▶ [Text section]:
Sunday 2 March 2014

Reporting session based testing

I was recently asked about the reporting available for session based testing at a test management and senior management level. By discarding the metric that many managers use to track their teams, test case count, I had created uncertainty about what they would use instead. Though I could demonstrate the rich information available from visual modeling and session based test reports, I was caught short by a lack of example management reporting artifacts. I set out to fix this by creating a set of high-level reports for a sample project.


I was the test manager of a project for five half days, or four hours each day. The project was a learning exercise and the product under test was the TradeMe Sandbox, a test version of the most-popular online auction site in New Zealand.

I had a team of nine testers, six of whom were recent graduates. They were split in to three groups of three testers and each group was assigned a specific area of functionality; the red team for selling an item, green team for feedback on a purchase, and purple team for search.

The test process was straight-forward. Each trio developed a visual model of their piece of the system and I reviewed it. They then estimated how much testing would be required by breaking their model in to 60 minute sessions with a specific charter. Testing was divided among the team, with each tester using a basic session based test management report to record their activities. At the end of each test session this report was reviewed during a short debrief.

▶ [Record excerpts]:
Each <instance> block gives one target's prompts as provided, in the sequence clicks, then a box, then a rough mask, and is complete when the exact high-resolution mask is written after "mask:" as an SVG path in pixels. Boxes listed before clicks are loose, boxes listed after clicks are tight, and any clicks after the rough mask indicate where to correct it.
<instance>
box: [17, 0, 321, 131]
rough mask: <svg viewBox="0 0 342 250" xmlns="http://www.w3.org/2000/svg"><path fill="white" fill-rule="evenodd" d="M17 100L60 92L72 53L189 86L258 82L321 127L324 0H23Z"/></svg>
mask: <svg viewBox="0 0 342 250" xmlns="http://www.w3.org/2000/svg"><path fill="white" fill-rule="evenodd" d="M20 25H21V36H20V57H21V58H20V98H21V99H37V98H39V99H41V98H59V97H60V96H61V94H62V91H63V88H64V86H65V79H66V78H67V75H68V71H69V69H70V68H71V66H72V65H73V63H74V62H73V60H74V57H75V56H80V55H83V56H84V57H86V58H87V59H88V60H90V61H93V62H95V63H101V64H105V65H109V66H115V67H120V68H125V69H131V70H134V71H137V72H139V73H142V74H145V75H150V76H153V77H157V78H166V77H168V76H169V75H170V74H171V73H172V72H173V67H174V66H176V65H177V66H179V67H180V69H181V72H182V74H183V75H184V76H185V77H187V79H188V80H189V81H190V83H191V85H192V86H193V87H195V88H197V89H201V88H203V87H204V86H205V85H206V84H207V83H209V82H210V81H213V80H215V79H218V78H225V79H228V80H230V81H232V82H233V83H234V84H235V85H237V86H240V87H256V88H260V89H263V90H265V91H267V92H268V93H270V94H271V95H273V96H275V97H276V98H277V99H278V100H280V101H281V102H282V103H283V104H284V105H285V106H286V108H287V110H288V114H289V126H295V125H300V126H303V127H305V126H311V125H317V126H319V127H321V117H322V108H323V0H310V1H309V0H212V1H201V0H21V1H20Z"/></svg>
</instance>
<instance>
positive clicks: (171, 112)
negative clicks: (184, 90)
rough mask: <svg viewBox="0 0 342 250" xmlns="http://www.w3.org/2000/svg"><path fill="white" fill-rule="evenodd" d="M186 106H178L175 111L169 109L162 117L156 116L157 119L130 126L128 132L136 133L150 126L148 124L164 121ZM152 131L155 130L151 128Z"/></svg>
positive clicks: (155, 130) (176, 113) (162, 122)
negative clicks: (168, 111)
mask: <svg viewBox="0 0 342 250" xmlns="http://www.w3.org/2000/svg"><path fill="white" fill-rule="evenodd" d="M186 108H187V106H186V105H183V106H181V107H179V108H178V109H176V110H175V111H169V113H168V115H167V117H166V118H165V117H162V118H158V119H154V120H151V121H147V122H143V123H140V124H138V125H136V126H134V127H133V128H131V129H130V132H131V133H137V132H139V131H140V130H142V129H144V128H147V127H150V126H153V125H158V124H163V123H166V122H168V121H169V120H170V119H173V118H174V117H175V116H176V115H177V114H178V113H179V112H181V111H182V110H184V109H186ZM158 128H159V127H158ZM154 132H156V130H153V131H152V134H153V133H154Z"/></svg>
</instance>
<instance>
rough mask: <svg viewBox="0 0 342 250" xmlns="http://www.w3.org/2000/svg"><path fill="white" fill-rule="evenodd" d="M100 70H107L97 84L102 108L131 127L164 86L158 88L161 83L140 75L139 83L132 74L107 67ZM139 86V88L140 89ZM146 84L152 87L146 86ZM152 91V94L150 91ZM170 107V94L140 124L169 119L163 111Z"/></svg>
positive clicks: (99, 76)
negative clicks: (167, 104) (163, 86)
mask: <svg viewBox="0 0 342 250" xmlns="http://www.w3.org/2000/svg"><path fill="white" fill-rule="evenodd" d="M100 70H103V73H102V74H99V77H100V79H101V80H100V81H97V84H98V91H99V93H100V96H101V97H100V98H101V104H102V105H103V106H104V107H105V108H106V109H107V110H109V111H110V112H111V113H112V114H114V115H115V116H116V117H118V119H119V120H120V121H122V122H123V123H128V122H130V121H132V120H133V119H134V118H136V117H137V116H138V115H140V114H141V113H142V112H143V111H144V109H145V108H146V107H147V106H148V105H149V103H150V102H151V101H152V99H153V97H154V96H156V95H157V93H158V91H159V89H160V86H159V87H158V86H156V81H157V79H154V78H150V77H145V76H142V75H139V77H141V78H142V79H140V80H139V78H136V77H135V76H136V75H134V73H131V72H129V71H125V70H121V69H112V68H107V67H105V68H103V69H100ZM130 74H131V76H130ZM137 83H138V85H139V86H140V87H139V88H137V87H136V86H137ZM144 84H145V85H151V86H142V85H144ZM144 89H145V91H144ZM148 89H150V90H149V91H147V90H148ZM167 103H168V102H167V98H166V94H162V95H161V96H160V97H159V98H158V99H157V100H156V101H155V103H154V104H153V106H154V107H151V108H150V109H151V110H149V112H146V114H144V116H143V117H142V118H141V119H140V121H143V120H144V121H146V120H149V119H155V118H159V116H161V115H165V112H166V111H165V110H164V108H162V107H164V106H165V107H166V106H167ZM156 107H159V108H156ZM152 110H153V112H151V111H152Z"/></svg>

▶ [Problems and tasks]:
1. Decide whether each statement agrees with the post on session based testing. Answer yes or no for each, and quote the words of the post that settle it.
(a) The project ran for five full days.
(b) Six of the nine testers were recent graduates.
(c) The purple team was assigned feedback on a purchase.
2. Name every team of testers in the post on session based testing, each with the area of functionality it was assigned.

▶ [Activity answers]:
1.
(a) No: "I was the test manager of a project for five half days, or four hours each day."
(b) Yes: "I had a team of nine testers, six of whom were recent graduates."
(c) No: "green team for feedback on a purchase, and purple team for search."

2.
Red team: selling an item
Green team: feedback on a purchase
Purple team: search